The problem |
Go through the entries below and count the lines holding the word "clicks". Reply with only the number, please.

Entries supplied |

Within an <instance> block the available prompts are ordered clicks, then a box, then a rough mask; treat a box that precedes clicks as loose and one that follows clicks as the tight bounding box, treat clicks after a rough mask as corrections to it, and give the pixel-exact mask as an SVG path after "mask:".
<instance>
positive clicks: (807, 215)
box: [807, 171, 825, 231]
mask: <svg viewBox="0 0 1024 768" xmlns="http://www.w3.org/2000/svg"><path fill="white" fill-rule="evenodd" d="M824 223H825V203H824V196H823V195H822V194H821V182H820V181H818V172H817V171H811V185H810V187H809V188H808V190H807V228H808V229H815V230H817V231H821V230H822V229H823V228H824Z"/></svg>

* * *

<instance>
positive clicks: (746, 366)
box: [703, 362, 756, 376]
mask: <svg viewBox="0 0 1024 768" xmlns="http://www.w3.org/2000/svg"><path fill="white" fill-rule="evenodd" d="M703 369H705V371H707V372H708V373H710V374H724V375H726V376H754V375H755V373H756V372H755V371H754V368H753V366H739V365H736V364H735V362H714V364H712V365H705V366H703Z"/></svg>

Response area |
3